• [Your task]:
Transcribe each line of the records below exactly, excluding any embedded images.

START Material supplied

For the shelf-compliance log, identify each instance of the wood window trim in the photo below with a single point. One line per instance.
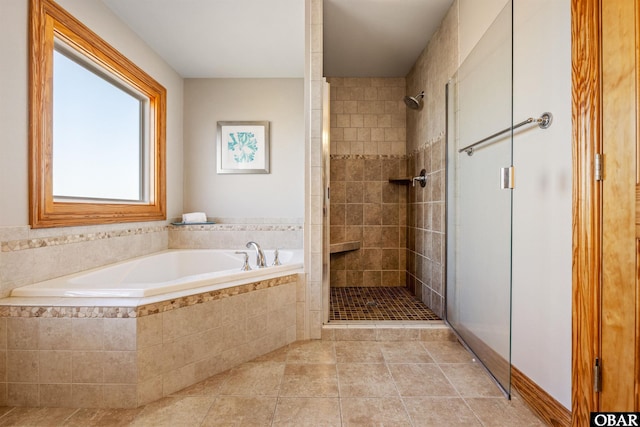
(47, 19)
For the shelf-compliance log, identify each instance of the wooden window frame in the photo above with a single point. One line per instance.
(48, 21)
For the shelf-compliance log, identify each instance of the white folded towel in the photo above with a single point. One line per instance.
(193, 217)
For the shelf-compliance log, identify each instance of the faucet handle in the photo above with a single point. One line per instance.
(246, 266)
(276, 259)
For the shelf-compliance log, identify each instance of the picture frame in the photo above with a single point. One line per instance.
(243, 147)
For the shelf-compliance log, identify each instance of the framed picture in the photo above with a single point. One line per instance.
(243, 147)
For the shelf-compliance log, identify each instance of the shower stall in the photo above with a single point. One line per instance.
(480, 183)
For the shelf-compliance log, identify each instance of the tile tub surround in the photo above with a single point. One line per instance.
(124, 357)
(33, 255)
(270, 233)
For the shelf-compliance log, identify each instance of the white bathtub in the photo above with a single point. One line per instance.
(164, 272)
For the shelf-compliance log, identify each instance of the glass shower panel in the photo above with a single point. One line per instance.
(479, 104)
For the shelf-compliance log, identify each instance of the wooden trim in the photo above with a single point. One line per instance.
(49, 20)
(541, 402)
(587, 244)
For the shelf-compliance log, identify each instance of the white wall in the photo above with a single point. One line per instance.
(14, 99)
(541, 299)
(542, 230)
(279, 194)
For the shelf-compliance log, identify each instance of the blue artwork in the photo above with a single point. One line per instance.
(243, 145)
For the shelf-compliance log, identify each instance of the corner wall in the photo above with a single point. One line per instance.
(426, 149)
(368, 141)
(277, 196)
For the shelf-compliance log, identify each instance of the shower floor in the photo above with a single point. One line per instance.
(386, 303)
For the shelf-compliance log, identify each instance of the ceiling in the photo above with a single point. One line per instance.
(378, 38)
(265, 38)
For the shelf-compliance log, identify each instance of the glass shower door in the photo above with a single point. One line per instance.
(479, 105)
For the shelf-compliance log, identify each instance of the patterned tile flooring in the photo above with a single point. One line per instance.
(322, 383)
(386, 303)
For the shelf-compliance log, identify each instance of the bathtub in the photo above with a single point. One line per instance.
(167, 272)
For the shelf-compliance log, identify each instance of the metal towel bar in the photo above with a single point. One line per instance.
(544, 121)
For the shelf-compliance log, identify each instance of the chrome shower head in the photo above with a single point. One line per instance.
(414, 102)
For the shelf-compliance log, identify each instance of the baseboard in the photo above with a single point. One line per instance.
(541, 402)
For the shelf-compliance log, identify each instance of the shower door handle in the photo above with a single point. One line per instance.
(507, 178)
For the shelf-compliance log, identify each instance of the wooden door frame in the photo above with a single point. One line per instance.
(587, 103)
(586, 57)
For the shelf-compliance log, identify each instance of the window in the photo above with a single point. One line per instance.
(97, 141)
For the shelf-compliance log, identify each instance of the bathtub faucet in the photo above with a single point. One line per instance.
(260, 259)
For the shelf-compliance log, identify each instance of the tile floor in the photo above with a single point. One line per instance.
(322, 383)
(377, 303)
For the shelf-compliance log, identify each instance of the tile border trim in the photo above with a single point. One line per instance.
(97, 311)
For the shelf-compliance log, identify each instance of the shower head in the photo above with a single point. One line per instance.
(414, 102)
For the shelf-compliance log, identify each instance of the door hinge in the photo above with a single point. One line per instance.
(597, 166)
(597, 376)
(507, 178)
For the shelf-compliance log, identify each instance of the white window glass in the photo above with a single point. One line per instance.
(98, 130)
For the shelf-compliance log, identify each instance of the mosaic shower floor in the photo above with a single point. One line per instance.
(387, 303)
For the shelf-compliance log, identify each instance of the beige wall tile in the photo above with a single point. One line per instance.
(22, 366)
(149, 390)
(149, 330)
(54, 334)
(56, 395)
(120, 396)
(22, 334)
(87, 396)
(120, 334)
(120, 367)
(178, 379)
(87, 366)
(22, 394)
(55, 366)
(87, 334)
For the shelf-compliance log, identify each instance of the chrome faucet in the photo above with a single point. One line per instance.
(260, 259)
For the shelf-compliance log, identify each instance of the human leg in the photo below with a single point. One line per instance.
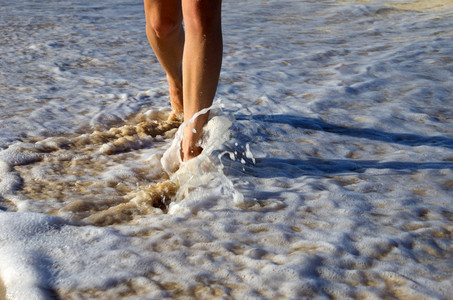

END Material supplied

• [Answer to this exercise]:
For the shelf-compliance log, identify each instance of the wood window trim in the photo below with a single point. One line per instance.
(47, 19)
For the shelf-compliance log, identify each instance of the wooden window frame in the photo above with a single point. One line per instance.
(48, 21)
For the shelf-compliance log, identify each instance of the white folded towel in the photo above with a single point. One line per instance.
(193, 217)
For the shelf-compliance log, identify each instance of the faucet handle in the photo above with a single point. One line per instance.
(246, 266)
(276, 259)
For the shelf-compliance log, identify each instance of the picture frame in the photo above with a single point. One line per instance.
(243, 147)
For the shelf-compliance log, identify each instance of the framed picture in the photo above with a single point. One line per instance.
(243, 147)
For the shelf-compliance log, identify each instance of the shower stall in the photo above with a single point. One line per instance.
(480, 183)
For the shelf-compliance log, identify each instance of the tile tub surround in the photo above with a single point. One line per instance.
(124, 357)
(33, 255)
(270, 233)
For the shelf-compliance log, identify each instance of the white bathtub in the photo above with a single point. One line per instance.
(164, 272)
For the shelf-compliance log, identify each instance of the glass shower panel in the photo above with a single point. One line per instance.
(479, 104)
For the shelf-compliance log, identify each instance of the wooden trim in the photo above with a single point. One line per instance.
(49, 20)
(541, 402)
(587, 244)
For the shelf-compliance log, identify each instance of the white wall in the photo above with a single point. One line per instance.
(14, 99)
(541, 299)
(542, 230)
(279, 194)
For the shelf-compliance log, identify each instance of the blue artwork in the photo above with a single point. One line per instance.
(243, 145)
For the shelf-compliance log, identify each instance of the corner wall in the photo above with a single point. One line per instance.
(426, 149)
(368, 141)
(277, 196)
For the shelf-compliance log, identify each instance of the shower floor in the photo above with a single point. One line per instance.
(386, 303)
For the shelf-compliance log, identify each instance of the ceiling in the photo above with a single point. One line per instance.
(378, 38)
(265, 38)
For the shelf-compliance log, identify each instance of the glass shower door in the photo above with a single point. One line per instance.
(479, 105)
For the shelf-compliance log, identify each instance of the patterned tile flooring in the photo above with a single point. One line per instance.
(322, 383)
(386, 303)
For the shelf-compliance log, identify each instance of the bathtub in the photo above with a single point. One line per instance.
(167, 272)
For the shelf-compliance log, identify each instance of the metal towel bar in the photo above with a single point. One line per instance.
(544, 121)
For the shelf-compliance log, identify each instance of the chrome shower head in the photo above with a single point. One line per instance.
(414, 102)
For the shelf-compliance log, identify each instance of the baseboard in the photo above with a single point. One line per instance.
(541, 402)
For the shelf-compliance log, identify each instance of the shower door handle in the photo above with a single point. One line per instance.
(507, 178)
For the shelf-compliance log, identify each instance of the wooden door frame in the photo above with a single point. One line per instance.
(587, 103)
(586, 57)
For the shelf-compliance log, identify each instance of the window in the photo above with a single point. One line per instance.
(97, 141)
For the shelf-compliance log, identify each instance of the bathtub faucet in the photo above with a single point. One line per instance.
(260, 259)
For the shelf-compliance log, identify each instance of the tile floor in the photo above with a single point. One line per instance.
(322, 383)
(377, 303)
For the shelf-compliance log, identify each instance of the tile border trim in the photo above with a single point. One line per instance.
(97, 311)
For the shelf-compliance log, identify each instance of the shower head in the photo above with a single point. One line per instance.
(414, 102)
For the shelf-compliance log, identify each instance of the door hinge in the photo above with a single point. One line per instance.
(597, 166)
(597, 376)
(507, 178)
For the shelf-compliance log, identify each instance of the white window glass in the photo above with a single point. One line per instance.
(98, 130)
For the shelf-compliance log, identify each instance of the mosaic shower floor in the photo above with a single point. One line per instance.
(387, 303)
For the shelf-compliance log, identify each instance of the beige wall tile in the photo above with a single point. One line per instance.
(22, 366)
(149, 390)
(149, 330)
(54, 334)
(56, 395)
(120, 396)
(22, 334)
(87, 396)
(120, 334)
(120, 367)
(178, 379)
(87, 366)
(22, 394)
(55, 366)
(87, 334)
For the shelf-compliance log, identify each instance of the chrome faucet in the photo above with a single point. One line per instance.
(260, 259)
For the shelf-compliance log, identify each instance of the human leg in the photo below with a single point. One line per instance.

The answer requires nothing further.